#### TASK TO COMPLETE:
Search the data for "coordinates". Return each matching line.

Dataset entries:

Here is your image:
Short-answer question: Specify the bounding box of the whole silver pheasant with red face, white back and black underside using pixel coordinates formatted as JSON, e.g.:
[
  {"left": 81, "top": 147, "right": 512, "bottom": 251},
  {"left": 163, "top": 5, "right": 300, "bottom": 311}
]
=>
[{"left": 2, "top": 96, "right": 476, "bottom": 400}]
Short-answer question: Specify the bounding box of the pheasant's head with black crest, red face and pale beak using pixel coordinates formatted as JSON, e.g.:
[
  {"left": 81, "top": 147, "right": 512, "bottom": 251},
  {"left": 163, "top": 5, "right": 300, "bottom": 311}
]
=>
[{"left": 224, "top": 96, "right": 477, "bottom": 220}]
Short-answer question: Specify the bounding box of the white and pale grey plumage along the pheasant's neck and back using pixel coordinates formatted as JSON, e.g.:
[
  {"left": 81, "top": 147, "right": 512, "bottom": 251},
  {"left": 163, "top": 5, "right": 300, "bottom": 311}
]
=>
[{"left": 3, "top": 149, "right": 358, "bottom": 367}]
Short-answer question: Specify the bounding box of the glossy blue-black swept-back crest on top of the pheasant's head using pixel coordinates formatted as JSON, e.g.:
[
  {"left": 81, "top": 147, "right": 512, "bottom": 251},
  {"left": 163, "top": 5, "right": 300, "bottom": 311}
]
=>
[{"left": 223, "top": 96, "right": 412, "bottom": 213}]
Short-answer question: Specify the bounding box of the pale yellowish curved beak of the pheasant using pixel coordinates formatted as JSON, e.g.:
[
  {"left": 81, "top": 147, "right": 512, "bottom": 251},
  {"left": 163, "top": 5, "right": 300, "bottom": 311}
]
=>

#### REPLY TO THE TASK:
Short-answer question: Specify the bounding box of the whole silver pheasant with red face, white back and black underside using pixel coordinates formatted as JSON, e.g.:
Short-answer question: Specify the bounding box of the pheasant's head with black crest, red face and pale beak using pixel coordinates formatted as JSON, e.g.:
Short-answer question: Specify the bounding box of the white and pale grey plumage along the pheasant's neck and back using pixel coordinates formatted as JSON, e.g.:
Short-answer question: Specify the bounding box of the glossy blue-black swept-back crest on top of the pheasant's head using pixel coordinates formatted as JSON, e.g.:
Short-answer question: Specify the bounding box of the pale yellowish curved beak of the pheasant using pixel coordinates formatted as JSON, e.g.:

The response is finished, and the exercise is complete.